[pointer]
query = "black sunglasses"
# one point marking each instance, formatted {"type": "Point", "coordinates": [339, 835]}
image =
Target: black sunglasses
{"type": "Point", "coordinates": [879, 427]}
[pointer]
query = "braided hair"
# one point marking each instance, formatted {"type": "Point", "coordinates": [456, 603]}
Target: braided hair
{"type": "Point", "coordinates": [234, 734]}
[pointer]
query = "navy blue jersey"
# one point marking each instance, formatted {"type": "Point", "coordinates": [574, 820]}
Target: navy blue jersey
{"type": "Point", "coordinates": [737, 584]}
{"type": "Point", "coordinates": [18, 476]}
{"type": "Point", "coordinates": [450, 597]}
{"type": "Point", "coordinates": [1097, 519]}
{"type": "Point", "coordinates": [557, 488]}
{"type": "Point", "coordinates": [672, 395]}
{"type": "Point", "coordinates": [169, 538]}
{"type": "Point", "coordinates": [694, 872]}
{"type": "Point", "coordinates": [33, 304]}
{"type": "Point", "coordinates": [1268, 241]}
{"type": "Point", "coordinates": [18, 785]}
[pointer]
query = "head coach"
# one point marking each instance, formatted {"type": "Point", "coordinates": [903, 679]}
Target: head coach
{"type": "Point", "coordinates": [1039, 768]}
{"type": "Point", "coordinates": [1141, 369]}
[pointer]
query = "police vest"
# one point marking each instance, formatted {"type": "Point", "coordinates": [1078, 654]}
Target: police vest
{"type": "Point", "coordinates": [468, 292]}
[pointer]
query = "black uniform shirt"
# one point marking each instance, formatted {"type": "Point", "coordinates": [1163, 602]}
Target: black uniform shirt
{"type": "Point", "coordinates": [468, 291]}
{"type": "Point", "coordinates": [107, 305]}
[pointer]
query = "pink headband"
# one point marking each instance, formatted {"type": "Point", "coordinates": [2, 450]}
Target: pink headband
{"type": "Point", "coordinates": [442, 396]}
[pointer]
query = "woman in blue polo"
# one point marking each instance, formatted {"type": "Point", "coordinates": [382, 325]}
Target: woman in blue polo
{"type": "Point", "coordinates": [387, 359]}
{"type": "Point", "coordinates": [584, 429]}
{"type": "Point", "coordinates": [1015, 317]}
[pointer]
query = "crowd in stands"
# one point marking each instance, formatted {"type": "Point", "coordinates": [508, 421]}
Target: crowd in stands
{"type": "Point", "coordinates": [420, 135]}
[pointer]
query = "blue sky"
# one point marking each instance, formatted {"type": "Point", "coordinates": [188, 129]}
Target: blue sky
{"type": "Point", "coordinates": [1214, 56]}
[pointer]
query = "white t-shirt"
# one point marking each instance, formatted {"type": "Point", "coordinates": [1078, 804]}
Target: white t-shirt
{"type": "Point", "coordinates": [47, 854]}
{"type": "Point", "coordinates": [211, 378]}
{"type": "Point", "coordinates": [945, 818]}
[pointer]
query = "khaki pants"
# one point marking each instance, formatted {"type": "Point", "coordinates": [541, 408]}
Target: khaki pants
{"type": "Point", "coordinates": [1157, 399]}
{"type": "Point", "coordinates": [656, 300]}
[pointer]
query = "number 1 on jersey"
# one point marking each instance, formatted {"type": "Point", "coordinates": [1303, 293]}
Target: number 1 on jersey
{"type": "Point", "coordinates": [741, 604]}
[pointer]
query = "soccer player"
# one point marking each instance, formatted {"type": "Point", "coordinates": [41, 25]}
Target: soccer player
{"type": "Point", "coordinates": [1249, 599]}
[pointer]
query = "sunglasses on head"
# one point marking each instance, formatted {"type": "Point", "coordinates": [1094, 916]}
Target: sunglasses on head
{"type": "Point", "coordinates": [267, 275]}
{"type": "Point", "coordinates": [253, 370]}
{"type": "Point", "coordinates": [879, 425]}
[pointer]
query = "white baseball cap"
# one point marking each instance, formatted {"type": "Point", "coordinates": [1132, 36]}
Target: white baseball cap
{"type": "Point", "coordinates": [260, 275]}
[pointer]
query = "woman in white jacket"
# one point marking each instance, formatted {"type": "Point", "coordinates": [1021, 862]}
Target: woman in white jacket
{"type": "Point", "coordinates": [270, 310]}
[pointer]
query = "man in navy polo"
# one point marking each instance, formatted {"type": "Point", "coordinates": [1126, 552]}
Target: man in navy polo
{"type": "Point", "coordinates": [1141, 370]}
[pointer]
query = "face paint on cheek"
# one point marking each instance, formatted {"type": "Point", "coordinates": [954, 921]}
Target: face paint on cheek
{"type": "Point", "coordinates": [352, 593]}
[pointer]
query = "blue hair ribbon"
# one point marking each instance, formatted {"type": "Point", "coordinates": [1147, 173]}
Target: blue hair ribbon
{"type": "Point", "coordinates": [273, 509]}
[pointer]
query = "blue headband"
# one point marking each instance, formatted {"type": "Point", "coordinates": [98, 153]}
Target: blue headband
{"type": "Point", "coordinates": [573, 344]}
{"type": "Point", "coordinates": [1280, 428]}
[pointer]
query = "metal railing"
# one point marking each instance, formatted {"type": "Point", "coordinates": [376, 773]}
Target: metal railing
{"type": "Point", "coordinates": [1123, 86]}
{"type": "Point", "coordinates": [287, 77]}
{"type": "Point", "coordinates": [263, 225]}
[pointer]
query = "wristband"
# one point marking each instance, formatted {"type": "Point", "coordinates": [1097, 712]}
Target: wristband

-=-=-

# WORK TO BE COMPLETED
Report every line of the records that contains the string "soccer", copying each one in full.

# SOLUTION TO THE EXERCISE
query = "soccer player"
Target: soccer player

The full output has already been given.